— RECORDS SHOWN —

+ + + + +

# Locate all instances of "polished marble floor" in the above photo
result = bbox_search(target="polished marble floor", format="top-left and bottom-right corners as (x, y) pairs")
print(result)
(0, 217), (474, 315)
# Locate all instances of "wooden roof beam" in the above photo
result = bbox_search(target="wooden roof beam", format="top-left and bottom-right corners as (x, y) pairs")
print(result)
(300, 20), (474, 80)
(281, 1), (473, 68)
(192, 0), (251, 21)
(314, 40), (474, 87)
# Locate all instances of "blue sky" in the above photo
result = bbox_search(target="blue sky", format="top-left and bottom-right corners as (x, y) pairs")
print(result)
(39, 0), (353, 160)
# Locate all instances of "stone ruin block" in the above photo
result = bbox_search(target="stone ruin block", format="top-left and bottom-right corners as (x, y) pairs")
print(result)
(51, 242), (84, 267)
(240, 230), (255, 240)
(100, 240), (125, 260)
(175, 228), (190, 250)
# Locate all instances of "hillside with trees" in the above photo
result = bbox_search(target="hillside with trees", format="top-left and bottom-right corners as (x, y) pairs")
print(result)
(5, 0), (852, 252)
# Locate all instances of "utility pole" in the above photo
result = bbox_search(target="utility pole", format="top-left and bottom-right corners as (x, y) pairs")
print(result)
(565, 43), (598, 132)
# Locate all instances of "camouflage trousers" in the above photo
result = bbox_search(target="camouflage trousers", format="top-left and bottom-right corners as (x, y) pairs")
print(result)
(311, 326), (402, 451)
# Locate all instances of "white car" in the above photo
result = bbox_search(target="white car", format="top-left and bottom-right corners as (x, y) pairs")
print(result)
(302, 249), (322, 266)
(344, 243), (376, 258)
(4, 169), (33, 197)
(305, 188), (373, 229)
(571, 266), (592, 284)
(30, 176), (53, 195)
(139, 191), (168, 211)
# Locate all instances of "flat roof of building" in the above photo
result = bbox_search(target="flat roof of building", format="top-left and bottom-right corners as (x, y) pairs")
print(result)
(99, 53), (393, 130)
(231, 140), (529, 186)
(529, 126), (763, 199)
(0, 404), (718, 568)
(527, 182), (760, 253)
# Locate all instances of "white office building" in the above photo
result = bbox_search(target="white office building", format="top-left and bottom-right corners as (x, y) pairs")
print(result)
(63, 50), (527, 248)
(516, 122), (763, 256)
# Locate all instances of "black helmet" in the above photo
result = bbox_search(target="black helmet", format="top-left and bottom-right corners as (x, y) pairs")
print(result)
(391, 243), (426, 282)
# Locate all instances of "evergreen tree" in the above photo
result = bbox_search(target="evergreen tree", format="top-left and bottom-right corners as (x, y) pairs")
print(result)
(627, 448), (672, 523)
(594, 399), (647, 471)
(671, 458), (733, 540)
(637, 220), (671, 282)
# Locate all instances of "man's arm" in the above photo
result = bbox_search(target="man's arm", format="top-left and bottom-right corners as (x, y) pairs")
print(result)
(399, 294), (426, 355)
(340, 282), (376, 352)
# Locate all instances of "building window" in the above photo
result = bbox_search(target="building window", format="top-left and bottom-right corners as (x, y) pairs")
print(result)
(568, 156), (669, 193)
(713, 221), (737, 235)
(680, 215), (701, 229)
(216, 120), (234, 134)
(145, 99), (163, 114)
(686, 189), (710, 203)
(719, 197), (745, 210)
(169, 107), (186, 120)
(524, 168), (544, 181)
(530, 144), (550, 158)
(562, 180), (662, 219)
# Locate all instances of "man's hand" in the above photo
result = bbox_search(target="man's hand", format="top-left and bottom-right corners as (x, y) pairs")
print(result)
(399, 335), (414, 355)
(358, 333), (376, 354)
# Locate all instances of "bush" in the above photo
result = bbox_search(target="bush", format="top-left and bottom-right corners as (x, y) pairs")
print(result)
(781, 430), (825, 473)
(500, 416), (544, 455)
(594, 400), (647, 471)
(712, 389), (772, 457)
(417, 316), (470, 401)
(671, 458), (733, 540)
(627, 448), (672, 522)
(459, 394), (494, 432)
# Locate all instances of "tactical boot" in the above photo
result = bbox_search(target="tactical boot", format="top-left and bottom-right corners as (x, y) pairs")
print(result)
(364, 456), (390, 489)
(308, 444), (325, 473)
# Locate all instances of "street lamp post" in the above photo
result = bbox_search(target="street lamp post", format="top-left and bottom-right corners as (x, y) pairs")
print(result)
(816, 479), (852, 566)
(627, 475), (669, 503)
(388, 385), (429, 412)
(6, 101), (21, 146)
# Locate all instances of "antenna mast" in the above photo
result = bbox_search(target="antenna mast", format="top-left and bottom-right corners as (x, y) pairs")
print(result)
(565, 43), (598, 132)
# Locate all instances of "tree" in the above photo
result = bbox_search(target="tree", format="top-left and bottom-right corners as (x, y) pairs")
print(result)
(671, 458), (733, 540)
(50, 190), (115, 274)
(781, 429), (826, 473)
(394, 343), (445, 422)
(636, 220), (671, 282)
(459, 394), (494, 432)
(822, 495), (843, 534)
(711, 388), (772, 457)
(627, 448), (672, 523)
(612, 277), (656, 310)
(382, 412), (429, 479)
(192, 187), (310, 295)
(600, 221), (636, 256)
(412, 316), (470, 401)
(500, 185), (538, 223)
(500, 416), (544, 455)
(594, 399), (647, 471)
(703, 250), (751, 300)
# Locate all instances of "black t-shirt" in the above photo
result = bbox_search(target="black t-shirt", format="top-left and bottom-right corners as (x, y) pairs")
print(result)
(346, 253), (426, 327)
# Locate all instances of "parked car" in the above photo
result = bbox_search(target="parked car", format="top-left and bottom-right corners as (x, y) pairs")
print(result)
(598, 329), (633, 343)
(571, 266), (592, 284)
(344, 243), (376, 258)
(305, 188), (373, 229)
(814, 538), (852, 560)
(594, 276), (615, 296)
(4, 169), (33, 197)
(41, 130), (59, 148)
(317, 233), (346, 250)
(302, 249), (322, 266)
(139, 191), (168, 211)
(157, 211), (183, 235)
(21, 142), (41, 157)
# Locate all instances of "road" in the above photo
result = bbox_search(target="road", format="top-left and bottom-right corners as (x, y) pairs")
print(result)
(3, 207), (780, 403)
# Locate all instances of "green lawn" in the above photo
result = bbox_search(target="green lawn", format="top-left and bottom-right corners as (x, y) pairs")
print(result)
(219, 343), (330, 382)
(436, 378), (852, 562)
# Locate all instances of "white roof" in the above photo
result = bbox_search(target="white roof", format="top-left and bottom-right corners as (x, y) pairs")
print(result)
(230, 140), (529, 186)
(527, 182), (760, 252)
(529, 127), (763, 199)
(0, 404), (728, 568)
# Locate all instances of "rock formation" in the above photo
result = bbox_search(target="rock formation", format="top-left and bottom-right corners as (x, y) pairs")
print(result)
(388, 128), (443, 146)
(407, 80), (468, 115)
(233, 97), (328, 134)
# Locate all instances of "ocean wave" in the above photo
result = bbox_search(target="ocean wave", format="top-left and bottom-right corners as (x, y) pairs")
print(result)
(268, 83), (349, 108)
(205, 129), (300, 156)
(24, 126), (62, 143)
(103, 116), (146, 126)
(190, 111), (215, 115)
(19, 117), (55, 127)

+ + + + +

— EXERCISE DIRECTIONS —
Return each line of the records above that contains the word "polished".

— TASK OUTPUT —
# Locate all instances of "polished marble floor" in the above photo
result = bbox_search(target="polished marble floor", format="top-left and bottom-right corners as (x, y) pairs")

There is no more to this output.